Task requirements:
Show every line of the items below that holds the word "blonde". Copy each such line as it appears.

[Entries from an annotation dataset]
** begin **
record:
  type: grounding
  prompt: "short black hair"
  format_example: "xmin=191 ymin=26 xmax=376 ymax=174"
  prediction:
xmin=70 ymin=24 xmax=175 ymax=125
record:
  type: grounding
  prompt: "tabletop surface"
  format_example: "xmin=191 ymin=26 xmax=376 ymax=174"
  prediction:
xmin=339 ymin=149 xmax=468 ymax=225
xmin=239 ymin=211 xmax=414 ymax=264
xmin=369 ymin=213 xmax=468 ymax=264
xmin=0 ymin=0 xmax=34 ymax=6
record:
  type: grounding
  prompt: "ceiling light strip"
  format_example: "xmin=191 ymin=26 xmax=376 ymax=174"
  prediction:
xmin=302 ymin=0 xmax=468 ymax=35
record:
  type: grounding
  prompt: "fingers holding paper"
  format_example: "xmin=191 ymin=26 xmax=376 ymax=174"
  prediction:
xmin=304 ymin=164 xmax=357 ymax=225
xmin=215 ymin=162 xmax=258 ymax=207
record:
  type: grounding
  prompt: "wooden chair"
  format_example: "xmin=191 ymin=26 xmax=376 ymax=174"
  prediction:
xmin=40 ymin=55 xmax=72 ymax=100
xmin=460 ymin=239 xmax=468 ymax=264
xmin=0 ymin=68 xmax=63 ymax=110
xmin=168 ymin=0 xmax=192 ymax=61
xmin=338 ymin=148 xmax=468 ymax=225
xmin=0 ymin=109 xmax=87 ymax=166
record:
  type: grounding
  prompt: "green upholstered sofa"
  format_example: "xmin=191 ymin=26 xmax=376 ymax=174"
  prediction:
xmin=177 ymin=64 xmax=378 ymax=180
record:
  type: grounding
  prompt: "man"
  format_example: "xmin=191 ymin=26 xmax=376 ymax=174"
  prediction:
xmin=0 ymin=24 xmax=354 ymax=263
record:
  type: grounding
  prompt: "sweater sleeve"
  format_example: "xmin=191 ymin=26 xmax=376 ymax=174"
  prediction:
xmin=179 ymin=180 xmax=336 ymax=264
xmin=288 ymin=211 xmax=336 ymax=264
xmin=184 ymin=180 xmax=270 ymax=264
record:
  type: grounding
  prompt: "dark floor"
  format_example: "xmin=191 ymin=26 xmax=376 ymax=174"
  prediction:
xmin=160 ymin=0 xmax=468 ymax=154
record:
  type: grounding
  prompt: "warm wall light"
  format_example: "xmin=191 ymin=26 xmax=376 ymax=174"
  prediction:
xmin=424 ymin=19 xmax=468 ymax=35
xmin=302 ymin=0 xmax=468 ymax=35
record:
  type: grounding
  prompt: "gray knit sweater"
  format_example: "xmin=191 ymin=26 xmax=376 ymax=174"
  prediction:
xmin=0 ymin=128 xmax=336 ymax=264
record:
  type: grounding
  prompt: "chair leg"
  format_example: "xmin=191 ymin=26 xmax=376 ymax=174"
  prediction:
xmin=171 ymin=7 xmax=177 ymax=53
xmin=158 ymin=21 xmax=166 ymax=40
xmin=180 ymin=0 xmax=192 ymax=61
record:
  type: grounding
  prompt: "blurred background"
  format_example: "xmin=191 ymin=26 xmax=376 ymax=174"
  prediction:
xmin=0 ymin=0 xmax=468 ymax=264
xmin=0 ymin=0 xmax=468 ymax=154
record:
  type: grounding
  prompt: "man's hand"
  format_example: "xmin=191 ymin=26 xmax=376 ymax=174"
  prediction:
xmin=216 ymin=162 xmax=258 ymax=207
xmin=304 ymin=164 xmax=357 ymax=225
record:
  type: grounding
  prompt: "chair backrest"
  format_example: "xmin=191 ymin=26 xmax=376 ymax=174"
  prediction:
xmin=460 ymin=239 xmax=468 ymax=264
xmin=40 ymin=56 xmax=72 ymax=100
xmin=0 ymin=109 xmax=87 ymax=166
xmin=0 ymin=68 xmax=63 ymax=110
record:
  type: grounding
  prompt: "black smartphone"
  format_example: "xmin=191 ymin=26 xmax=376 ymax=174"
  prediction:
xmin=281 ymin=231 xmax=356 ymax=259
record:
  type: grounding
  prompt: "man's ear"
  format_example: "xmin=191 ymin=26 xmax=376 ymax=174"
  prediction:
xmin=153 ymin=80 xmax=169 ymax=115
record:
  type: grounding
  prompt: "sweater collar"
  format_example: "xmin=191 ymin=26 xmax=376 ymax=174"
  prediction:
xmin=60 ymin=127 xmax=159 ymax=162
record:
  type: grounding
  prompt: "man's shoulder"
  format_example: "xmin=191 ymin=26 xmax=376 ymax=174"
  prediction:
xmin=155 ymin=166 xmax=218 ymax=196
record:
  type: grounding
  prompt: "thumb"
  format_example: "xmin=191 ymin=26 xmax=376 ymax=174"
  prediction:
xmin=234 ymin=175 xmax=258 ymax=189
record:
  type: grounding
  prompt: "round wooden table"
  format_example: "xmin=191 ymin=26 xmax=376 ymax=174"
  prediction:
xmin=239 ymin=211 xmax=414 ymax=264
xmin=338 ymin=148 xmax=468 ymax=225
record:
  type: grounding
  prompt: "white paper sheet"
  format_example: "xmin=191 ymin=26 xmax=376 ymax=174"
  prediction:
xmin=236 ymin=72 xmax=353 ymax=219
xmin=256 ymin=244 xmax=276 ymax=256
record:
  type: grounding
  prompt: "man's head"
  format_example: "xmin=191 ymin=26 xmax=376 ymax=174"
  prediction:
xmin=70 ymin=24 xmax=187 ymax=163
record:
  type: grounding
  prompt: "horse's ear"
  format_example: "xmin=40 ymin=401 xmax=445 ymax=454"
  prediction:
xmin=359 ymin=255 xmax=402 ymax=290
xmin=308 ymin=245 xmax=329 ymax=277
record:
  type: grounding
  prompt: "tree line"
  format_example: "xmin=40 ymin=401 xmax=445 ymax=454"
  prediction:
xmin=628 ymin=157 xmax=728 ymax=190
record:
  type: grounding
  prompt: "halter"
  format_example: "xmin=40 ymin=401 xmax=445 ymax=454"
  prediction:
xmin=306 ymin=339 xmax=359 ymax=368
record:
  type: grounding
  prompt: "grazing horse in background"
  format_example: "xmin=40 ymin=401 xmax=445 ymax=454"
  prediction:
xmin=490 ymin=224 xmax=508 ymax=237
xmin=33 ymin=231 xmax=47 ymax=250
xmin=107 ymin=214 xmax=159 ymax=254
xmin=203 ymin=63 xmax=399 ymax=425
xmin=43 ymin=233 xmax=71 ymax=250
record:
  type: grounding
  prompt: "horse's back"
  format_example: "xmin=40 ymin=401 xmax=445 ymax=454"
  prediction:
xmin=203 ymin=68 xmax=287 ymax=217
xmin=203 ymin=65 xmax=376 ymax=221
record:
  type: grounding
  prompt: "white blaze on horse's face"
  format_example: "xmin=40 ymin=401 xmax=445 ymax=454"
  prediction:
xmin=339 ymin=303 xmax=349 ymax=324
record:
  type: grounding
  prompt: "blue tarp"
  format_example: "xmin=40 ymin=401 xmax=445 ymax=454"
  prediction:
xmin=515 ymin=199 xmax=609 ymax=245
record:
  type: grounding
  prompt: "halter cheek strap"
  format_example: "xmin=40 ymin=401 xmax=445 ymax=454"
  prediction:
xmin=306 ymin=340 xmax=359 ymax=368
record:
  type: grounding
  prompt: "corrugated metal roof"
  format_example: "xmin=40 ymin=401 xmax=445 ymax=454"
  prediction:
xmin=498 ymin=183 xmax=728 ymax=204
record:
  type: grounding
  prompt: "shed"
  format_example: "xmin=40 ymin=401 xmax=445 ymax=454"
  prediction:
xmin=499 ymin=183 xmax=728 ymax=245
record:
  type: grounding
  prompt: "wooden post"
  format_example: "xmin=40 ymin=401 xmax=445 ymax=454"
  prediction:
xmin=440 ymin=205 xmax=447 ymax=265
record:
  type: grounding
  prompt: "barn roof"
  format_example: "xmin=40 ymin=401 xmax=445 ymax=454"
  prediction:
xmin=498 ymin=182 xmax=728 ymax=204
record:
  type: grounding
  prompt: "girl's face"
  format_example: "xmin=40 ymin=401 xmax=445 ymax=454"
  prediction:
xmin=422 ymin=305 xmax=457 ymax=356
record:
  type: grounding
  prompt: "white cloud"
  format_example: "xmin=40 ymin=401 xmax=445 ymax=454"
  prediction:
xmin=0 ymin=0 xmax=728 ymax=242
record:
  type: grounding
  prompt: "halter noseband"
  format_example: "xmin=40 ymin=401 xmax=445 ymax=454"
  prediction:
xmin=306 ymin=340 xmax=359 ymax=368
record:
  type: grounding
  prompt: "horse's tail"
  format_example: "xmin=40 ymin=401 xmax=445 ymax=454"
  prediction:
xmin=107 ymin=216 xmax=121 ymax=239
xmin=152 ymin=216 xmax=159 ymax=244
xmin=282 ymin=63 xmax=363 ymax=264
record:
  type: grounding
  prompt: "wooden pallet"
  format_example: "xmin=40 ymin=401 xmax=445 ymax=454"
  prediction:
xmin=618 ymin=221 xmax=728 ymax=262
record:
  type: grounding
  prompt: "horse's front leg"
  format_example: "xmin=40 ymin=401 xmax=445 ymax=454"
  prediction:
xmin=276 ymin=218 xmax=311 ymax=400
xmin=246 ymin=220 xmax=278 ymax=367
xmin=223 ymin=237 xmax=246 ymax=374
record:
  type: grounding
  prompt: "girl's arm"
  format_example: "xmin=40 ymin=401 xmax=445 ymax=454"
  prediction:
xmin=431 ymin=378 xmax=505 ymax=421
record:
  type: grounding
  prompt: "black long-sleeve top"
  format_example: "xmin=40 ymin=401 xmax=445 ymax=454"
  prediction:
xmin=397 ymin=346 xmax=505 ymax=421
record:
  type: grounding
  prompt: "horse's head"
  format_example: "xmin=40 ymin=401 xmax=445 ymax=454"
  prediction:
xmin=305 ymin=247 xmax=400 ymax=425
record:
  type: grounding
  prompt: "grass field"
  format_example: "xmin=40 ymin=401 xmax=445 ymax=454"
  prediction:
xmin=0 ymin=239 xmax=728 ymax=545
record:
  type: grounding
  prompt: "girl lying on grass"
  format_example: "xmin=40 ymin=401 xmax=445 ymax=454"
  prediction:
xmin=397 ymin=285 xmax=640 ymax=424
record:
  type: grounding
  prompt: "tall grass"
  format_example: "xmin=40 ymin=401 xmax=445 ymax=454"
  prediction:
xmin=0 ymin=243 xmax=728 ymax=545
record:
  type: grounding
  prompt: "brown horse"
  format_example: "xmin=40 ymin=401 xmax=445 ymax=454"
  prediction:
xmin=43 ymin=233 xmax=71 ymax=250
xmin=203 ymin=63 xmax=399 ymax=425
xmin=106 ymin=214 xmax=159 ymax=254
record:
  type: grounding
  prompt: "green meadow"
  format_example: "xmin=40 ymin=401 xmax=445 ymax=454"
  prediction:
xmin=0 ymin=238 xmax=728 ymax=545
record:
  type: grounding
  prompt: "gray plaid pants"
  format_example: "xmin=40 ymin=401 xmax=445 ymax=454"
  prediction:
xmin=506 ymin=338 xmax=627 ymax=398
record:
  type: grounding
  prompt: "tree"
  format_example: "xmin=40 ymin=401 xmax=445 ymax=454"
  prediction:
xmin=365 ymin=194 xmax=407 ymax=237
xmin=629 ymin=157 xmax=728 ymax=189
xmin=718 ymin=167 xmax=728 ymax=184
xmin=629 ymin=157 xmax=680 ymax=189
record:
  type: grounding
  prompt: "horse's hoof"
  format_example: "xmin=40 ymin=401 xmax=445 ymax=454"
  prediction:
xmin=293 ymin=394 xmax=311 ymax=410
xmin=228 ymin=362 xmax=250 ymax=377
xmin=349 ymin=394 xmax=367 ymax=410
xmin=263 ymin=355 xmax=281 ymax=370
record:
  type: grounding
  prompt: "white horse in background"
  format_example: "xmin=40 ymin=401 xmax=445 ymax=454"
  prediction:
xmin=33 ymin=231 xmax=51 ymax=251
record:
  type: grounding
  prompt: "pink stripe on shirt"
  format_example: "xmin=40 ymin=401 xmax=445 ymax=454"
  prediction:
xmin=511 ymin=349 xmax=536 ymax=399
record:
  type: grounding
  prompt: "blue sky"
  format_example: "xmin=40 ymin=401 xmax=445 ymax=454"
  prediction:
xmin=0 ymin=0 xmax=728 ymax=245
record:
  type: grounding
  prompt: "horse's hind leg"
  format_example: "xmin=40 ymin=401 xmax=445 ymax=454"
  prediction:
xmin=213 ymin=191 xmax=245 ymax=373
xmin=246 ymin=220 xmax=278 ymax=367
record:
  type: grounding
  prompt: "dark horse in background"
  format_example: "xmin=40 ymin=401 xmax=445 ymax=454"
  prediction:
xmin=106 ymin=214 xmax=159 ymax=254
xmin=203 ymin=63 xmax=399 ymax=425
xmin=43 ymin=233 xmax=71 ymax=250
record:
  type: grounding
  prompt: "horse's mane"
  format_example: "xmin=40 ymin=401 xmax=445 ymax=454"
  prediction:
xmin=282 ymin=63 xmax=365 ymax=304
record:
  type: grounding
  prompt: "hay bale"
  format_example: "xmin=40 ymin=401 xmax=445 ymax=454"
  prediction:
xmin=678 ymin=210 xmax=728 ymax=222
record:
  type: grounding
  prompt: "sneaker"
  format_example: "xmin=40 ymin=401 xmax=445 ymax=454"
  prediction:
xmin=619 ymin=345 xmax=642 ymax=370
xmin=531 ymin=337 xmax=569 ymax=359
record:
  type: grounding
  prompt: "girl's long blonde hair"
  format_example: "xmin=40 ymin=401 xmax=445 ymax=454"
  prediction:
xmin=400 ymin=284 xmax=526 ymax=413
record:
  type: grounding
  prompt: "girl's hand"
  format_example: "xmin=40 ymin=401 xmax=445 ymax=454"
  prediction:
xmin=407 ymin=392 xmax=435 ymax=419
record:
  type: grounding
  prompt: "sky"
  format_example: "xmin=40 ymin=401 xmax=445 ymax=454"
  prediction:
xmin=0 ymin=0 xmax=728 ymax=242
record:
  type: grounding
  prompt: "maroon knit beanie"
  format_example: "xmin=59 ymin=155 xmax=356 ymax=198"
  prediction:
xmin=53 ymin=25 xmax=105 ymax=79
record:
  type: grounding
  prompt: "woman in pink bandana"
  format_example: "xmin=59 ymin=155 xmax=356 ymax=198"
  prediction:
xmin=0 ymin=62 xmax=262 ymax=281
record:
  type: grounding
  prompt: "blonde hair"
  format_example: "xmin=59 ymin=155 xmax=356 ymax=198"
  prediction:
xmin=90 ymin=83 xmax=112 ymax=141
** end **
Solution to this problem:
  prompt: "girl's long blonde hair"
  prompt: "blonde hair"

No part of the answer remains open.